Exercise aim:
Within the records that follow, count the lines containing the string "before". Reply only with the count.

[Stored items]
_ _ _ _ _ _ _
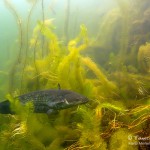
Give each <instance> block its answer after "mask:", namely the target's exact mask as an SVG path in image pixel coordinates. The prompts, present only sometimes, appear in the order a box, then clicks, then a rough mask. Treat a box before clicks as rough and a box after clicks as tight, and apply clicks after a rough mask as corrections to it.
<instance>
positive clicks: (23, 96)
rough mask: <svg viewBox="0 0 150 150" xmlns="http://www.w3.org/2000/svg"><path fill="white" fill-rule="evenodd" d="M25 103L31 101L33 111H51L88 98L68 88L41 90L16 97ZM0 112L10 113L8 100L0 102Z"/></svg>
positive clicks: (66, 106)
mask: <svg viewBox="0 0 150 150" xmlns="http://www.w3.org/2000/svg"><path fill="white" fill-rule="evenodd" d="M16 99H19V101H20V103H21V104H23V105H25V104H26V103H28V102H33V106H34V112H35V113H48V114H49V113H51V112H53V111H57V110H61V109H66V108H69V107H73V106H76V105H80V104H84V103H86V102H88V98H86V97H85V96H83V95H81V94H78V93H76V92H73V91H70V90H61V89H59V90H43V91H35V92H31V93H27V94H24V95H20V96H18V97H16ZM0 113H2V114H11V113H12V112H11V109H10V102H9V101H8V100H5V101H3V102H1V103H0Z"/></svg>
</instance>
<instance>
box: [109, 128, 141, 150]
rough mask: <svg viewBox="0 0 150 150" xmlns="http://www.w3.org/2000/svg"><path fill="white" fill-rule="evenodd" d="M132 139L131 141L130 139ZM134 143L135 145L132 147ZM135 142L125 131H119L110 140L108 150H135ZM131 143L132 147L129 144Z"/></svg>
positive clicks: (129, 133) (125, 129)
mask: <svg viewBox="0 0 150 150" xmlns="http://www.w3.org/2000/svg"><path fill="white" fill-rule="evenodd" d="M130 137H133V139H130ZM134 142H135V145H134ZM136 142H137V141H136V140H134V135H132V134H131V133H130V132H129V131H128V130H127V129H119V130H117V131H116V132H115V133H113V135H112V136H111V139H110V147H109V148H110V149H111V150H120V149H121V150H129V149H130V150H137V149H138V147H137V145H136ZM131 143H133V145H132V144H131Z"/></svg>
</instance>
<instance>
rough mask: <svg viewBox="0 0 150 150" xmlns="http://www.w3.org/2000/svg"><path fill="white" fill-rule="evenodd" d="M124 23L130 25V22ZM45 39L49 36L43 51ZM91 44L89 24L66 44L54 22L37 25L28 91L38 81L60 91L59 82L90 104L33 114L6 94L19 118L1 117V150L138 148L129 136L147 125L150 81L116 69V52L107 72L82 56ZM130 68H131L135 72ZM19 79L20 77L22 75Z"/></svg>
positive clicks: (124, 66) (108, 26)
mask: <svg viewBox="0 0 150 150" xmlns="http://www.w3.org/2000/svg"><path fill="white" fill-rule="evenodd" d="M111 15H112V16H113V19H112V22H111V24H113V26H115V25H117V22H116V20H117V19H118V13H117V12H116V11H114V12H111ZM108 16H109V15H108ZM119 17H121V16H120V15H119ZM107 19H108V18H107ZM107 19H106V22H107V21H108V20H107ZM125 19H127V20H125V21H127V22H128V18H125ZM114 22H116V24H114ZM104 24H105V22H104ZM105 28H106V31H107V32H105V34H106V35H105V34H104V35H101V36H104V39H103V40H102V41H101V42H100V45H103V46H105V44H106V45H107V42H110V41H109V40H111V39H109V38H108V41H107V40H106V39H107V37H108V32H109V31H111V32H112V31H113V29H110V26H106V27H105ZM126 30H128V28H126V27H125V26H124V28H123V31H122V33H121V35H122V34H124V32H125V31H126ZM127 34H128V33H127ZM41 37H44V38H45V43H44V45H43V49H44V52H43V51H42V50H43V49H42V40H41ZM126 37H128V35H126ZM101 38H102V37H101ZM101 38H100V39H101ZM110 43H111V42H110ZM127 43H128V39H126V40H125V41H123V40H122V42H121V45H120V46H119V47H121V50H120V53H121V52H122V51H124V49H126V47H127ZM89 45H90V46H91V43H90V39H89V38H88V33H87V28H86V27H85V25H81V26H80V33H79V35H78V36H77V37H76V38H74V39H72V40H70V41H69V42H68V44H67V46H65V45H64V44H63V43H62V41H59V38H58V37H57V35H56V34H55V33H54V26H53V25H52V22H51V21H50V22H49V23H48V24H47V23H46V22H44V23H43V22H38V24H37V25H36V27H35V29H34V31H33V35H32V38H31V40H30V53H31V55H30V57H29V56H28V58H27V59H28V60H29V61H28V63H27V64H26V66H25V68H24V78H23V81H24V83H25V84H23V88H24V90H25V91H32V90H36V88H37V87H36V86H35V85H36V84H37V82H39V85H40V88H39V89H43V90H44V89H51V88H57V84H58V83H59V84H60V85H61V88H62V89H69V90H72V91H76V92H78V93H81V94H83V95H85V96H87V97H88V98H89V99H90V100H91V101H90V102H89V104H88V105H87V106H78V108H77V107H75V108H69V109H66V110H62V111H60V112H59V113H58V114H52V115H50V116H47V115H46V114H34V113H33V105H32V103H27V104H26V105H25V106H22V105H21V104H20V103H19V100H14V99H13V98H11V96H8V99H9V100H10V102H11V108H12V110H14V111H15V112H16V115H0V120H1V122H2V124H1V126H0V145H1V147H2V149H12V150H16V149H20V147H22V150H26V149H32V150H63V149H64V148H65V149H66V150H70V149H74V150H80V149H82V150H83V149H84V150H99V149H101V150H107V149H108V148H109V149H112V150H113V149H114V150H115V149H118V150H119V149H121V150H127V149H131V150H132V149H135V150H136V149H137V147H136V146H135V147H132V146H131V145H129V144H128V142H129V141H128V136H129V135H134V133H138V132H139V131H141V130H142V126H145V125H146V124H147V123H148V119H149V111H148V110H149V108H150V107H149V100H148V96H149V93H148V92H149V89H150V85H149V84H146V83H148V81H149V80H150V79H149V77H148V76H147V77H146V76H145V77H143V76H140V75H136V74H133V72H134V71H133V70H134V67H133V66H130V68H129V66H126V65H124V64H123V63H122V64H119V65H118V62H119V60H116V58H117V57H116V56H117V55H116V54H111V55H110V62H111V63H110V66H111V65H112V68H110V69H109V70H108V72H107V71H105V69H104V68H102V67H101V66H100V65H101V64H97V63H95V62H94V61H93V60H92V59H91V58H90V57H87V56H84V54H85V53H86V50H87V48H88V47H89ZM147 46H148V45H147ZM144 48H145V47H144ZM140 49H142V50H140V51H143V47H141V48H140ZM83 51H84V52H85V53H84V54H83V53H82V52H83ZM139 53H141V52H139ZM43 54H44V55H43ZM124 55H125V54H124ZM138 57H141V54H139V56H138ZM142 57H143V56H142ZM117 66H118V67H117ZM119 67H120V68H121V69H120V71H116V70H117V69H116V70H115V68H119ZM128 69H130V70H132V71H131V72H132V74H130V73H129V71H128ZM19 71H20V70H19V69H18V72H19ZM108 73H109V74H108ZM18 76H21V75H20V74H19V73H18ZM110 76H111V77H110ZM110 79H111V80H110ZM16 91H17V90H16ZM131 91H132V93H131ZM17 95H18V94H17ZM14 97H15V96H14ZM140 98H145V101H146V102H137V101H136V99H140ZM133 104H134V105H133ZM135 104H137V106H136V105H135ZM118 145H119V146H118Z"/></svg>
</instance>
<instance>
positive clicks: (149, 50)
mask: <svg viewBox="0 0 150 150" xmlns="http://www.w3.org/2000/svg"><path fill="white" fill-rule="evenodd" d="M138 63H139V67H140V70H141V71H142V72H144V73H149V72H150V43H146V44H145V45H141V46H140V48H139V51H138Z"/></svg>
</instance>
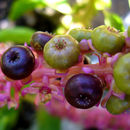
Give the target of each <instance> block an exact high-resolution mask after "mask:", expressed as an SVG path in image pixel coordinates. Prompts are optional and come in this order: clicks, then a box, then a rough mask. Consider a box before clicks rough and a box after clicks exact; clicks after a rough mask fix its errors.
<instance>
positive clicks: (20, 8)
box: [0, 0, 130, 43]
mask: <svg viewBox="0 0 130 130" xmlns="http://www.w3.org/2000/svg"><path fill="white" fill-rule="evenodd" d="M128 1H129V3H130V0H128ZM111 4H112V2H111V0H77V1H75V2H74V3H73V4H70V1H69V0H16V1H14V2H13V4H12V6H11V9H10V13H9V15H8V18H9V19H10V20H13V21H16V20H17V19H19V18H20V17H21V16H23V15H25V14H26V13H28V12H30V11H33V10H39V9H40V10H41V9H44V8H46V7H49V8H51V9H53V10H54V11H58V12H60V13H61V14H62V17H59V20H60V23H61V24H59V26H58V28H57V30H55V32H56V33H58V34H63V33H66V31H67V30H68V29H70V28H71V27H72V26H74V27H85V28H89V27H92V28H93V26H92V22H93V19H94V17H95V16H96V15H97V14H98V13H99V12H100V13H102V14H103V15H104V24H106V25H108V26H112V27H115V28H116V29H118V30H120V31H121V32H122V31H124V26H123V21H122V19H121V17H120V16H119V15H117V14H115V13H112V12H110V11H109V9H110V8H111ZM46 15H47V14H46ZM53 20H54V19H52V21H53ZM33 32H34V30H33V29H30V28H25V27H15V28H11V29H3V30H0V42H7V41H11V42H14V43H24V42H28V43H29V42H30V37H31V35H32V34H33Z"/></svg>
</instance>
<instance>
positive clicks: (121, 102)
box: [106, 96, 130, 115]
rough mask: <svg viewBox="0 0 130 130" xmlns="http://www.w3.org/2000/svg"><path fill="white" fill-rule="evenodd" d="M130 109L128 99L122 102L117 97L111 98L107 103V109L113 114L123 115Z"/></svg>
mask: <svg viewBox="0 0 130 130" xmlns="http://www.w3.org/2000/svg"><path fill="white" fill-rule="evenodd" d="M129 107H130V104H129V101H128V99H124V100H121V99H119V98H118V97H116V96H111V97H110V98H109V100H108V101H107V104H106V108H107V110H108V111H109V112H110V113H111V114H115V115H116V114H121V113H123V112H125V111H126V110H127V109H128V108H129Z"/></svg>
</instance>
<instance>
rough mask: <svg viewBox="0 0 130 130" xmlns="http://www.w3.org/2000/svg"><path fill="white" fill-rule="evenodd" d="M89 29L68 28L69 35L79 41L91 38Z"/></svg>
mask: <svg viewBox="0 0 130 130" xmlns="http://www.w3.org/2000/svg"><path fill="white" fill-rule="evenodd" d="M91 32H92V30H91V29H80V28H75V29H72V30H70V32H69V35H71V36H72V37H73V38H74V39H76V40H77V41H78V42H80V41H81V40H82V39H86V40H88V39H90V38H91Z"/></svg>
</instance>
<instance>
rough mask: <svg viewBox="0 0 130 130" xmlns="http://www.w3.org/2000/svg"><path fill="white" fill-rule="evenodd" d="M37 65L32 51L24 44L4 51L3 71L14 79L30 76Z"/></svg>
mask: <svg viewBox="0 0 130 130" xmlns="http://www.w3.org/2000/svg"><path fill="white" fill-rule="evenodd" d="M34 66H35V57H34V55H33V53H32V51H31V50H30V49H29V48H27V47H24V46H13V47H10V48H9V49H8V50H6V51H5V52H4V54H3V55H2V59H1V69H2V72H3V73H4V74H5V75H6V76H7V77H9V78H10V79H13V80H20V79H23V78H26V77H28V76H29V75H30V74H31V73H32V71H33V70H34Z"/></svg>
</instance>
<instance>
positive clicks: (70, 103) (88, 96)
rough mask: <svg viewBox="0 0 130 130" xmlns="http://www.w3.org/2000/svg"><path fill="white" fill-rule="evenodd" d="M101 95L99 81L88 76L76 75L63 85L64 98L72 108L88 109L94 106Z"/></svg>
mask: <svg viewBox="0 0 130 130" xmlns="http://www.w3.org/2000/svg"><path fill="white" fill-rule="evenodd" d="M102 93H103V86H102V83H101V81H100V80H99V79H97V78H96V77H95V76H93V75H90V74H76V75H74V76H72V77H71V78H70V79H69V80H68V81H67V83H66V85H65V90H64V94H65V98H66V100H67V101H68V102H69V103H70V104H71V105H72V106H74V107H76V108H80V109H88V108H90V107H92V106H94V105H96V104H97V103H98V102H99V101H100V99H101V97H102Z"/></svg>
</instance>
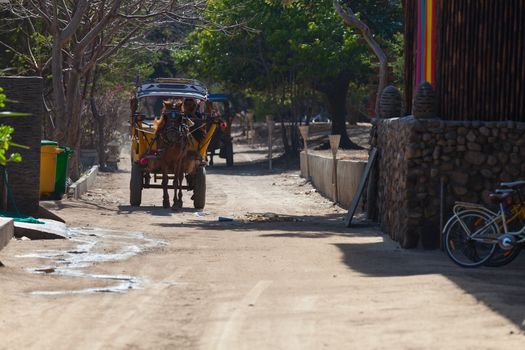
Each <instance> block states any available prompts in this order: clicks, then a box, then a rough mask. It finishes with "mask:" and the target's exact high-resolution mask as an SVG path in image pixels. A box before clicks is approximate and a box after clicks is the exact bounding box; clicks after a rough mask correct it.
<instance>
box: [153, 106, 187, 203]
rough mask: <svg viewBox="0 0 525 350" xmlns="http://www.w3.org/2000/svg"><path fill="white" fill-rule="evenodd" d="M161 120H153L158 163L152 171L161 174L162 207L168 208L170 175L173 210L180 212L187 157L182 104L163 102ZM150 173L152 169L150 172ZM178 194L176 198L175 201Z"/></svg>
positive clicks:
_ _ _ _ _ _ _
Written answer:
3